WHAT THE EXERCISE ASKS
Please give the lines from the one containing "on ground with a single marker." through the last line as a JSON list of strings, one string per line, leaving out any blank lines.

AVAILABLE DATA
-- BEGIN --

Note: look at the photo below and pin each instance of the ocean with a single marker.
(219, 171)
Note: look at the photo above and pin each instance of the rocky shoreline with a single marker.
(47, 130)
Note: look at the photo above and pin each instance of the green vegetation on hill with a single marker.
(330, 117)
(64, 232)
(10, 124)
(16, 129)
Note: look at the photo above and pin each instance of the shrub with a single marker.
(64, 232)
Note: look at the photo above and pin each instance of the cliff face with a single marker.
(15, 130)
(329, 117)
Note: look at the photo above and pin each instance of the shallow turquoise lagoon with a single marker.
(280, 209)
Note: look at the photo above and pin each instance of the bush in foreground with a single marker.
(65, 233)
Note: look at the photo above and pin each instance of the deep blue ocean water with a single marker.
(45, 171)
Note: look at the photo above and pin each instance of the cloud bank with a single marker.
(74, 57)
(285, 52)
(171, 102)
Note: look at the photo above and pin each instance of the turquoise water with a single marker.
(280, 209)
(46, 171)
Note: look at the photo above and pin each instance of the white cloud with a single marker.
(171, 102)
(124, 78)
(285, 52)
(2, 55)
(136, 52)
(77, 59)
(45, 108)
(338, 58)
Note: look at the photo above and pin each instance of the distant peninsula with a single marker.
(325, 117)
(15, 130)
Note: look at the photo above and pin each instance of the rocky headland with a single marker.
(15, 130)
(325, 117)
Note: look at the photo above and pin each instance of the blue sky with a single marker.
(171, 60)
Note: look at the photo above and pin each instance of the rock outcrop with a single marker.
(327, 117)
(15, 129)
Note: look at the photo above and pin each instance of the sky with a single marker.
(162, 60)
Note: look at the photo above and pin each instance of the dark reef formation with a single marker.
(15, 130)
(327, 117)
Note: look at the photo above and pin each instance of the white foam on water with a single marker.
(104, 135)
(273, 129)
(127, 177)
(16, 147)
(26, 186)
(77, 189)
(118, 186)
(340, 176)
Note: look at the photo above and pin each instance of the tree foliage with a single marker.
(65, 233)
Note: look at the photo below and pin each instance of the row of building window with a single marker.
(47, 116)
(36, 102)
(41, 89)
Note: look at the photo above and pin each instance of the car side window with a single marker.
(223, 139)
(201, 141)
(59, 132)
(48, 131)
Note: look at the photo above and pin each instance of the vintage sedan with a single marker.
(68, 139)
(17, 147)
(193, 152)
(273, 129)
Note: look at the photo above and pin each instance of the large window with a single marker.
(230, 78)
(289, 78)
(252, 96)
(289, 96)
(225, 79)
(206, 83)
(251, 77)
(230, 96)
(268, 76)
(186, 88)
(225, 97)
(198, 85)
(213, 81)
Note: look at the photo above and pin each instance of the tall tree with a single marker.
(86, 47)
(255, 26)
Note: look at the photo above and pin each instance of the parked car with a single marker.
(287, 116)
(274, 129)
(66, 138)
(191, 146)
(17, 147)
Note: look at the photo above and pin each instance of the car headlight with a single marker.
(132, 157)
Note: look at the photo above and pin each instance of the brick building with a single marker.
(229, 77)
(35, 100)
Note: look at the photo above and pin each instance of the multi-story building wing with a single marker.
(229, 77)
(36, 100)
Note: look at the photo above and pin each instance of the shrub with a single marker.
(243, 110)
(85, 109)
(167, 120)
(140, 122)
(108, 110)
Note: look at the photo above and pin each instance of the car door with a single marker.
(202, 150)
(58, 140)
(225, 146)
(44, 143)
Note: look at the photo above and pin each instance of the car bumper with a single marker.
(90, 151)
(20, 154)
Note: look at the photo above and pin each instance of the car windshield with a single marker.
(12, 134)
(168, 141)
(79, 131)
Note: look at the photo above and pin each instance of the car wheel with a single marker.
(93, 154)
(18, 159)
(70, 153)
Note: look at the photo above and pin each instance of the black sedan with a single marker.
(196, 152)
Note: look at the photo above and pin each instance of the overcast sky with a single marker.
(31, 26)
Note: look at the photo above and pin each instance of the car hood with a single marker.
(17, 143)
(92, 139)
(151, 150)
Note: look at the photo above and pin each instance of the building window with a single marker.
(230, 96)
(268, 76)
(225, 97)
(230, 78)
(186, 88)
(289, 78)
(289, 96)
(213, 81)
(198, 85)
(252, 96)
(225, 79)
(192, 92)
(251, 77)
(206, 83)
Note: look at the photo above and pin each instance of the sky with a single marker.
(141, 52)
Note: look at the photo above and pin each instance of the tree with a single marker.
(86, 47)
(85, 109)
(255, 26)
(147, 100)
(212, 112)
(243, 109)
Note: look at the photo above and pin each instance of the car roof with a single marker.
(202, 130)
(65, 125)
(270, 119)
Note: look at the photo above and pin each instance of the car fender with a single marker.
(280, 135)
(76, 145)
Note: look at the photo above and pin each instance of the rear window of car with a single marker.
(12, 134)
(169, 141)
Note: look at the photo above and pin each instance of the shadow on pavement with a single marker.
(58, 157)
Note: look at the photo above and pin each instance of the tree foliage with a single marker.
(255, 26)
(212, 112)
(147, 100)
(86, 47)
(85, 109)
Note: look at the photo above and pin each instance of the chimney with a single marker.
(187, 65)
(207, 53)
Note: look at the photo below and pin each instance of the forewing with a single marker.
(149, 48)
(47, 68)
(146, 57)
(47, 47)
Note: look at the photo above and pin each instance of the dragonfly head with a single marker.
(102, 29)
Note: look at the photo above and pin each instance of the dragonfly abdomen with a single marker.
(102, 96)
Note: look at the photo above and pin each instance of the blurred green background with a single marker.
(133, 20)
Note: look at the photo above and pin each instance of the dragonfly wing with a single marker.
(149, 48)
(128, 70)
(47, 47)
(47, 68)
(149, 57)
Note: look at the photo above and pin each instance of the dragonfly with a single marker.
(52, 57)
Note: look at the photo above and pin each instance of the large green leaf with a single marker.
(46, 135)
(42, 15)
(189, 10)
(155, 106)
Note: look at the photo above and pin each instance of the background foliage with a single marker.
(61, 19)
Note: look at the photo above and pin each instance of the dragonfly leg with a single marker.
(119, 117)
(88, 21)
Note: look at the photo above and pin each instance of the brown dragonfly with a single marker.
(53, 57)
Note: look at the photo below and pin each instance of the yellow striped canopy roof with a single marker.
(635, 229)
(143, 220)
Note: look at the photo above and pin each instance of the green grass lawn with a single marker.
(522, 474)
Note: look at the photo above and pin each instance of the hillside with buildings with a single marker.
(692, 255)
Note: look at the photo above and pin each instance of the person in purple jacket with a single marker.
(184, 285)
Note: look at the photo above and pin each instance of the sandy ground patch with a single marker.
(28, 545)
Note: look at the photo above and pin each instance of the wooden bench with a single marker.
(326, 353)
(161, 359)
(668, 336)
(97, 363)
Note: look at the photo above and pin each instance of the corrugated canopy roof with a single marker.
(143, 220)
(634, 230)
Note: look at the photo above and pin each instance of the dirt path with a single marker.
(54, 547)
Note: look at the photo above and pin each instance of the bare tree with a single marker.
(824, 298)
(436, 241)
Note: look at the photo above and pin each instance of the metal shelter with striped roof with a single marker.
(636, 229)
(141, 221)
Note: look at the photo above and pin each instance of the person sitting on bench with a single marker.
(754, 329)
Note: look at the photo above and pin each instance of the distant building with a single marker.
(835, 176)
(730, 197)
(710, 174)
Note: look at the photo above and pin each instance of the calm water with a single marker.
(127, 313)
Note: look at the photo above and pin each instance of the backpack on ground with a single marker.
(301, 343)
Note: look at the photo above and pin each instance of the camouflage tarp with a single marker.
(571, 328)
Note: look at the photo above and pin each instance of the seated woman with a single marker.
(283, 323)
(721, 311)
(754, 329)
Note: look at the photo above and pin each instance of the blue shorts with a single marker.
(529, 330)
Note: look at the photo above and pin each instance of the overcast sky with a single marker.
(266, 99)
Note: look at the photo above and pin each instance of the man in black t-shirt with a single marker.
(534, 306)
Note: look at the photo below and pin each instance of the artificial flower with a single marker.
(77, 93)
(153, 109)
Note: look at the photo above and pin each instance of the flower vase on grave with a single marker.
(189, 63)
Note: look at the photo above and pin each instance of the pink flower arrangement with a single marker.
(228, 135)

-- END --

THE ANSWER
[
  "Note: look at the photo above and pin each instance of the backpack on ground with a single marker.",
  "(301, 343)",
  "Note: look at the photo above and pin each instance of the camouflage tarp with a single marker.",
  "(571, 328)",
  "Note: look at the photo above and pin each instance of the seated woman with a single marker.",
  "(283, 323)",
  "(721, 311)",
  "(754, 329)",
  "Note: look at the photo above and pin each instance of the blue shorts with a single marker.",
  "(529, 330)",
  "Note: look at the photo above and pin each instance of the overcast sky with a single marker.",
  "(266, 99)",
  "Note: look at the photo above and pin each instance of the man in black t-shirt with a single marker.",
  "(534, 306)",
  "Note: look at the photo below and pin each instance of the artificial flower with a single marker.",
  "(77, 93)",
  "(153, 109)",
  "Note: look at the photo above and pin each instance of the flower vase on grave with a single marker.",
  "(189, 63)",
  "Note: look at the photo above and pin each instance of the pink flower arrangement with a single marker.",
  "(228, 135)"
]